* Given request: Repeat the data below word for word, leaving out no line.

[Some data]
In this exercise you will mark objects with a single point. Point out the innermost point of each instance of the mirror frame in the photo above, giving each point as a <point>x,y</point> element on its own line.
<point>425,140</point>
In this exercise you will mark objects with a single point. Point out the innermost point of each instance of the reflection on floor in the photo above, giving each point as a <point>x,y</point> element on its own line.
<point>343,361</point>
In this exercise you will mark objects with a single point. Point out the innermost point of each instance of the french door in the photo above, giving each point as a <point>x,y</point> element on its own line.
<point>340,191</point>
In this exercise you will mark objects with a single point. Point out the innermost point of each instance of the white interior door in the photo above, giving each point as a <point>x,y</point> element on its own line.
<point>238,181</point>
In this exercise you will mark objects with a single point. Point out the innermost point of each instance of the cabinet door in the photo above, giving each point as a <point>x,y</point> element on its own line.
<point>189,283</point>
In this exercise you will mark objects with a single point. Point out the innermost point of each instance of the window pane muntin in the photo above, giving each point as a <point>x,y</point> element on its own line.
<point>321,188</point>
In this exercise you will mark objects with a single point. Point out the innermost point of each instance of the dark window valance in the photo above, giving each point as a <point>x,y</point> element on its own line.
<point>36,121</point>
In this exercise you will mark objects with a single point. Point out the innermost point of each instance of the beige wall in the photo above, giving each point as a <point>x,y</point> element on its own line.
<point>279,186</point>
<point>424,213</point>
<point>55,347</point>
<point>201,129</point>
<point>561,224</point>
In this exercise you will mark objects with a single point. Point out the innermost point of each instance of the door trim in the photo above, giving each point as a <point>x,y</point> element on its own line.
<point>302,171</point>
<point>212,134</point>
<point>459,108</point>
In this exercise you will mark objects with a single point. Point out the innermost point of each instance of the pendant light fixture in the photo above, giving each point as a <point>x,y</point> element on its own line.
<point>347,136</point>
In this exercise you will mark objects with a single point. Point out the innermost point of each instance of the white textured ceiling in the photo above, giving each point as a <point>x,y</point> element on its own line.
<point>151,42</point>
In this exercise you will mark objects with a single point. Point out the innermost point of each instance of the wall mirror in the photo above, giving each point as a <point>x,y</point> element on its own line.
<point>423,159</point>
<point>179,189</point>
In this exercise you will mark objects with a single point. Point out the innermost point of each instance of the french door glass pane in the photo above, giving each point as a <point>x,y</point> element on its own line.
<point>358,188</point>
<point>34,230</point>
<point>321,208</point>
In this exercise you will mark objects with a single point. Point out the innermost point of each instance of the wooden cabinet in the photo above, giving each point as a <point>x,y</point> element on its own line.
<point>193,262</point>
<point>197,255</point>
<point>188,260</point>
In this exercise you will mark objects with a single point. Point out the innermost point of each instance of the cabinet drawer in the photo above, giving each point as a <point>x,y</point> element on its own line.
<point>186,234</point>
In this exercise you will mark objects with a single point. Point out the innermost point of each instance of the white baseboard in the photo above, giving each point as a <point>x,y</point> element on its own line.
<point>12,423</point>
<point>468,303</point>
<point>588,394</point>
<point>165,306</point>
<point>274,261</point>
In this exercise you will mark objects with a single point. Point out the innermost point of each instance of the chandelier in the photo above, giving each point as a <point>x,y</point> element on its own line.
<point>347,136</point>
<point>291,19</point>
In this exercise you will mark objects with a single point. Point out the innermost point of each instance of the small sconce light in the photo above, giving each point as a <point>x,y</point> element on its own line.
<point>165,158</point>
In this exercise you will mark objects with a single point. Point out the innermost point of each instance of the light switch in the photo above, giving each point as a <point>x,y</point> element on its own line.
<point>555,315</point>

* Response:
In this exercise you will mark objects with a single point. Point out the innermost point of each instance of the mirror frame in the photo above, giving each point as a <point>x,y</point> element on its own line.
<point>425,140</point>
In this exercise you will mark objects with a single point. Point out the innermost point of each instance of the reflection on floor in the photo above, giving each point as a <point>x,y</point> element on its own line.
<point>343,361</point>
In this exercise you will mark objects with a single point. Point out the innermost point of each instance of the french door in the photo above, giving each point as a <point>x,y</point> element on its own line.
<point>340,191</point>
In this exercise you will mark objects with a single point. Point out the innermost point of each instance of the white interior door in the photo above, giving each point as a <point>x,y</point> element on its own line.
<point>238,181</point>
In this exercise you will mark objects with a single point. Point out the innermost point of each instance of the cabinet door in the photo above, giving each point as a <point>x,y</point> element on its own line.
<point>189,283</point>
In this exercise you will mark objects with a single point. Point out the innermost point of each instance of the window pane muntin in the photo above, giving each point as a <point>x,y</point> element on its own line.
<point>321,188</point>
In this exercise you will mark objects with a single point. Point out the innermost point of each instance of the dark window valance in the photo above, giving each point as a <point>x,y</point> element on its own line.
<point>36,121</point>
In this exercise you will mark objects with a single point. Point out the innermost point of each instance of the beige wall in the photo above, giving each point as a <point>x,y</point> element on its own line.
<point>279,186</point>
<point>424,213</point>
<point>55,347</point>
<point>201,129</point>
<point>561,224</point>
In this exercise you will mark objects with a single point. Point out the innermost point of each instance of the door trim in the photo above, giving each point as a <point>x,y</point> element on its own line.
<point>302,171</point>
<point>212,134</point>
<point>459,108</point>
In this exercise you will mark objects with a single point. Point out the innermost point of each instance of the pendant light fixture in the photo above, giving each point as a <point>x,y</point> element on its own line.
<point>347,136</point>
In this exercise you will mark objects with a single point. Point out the innermost point of each instance of the white textured ceiling in the photo above, giving each point as a <point>x,y</point> element on its own line.
<point>151,42</point>
In this exercise you will mark objects with a single point. Point out the innermost point of each instance of the wall mirror in the photo above, giving each point as a <point>x,y</point> element on its own line.
<point>423,159</point>
<point>179,189</point>
In this exercise you will mark objects with a single point. Point out the innermost point of each instance of the french door glass pane in the photo above, giving each point as a <point>x,y</point> element on its own line.
<point>358,188</point>
<point>34,230</point>
<point>321,208</point>
In this exercise you will mark objects with a single point. Point out the innermost point of each instance of the wooden cabinet in the photo above, giving each point as a <point>x,y</point> element on its own line.
<point>193,262</point>
<point>197,255</point>
<point>188,260</point>
In this exercise you will mark objects with a single point. Point out the innermost point of each instance of the cabinet drawer in the photo above, giving each point as a <point>x,y</point> element on its own line.
<point>186,234</point>
In this exercise you will mark objects with a single point. Point out the innermost point of each instance of the white baseboard in the photo above, giving each point as a <point>x,y</point> element on its own line.
<point>12,423</point>
<point>468,303</point>
<point>588,394</point>
<point>165,306</point>
<point>274,261</point>
In this exercise you will mark objects with a single point. Point out the innermost point of each instance of the chandelier in the photo above, giving each point as a <point>x,y</point> element on its own line.
<point>347,136</point>
<point>291,19</point>
In this exercise you will mark objects with a single point. Point out the innermost point of each instance of the small sconce light in the photo above, giving each point as a <point>x,y</point> element on its own line.
<point>165,158</point>
In this exercise you will mark objects with a single point. Point out the innermost point of each instance of the light switch in the photo above, giving each point as a <point>x,y</point> element on its own line.
<point>555,315</point>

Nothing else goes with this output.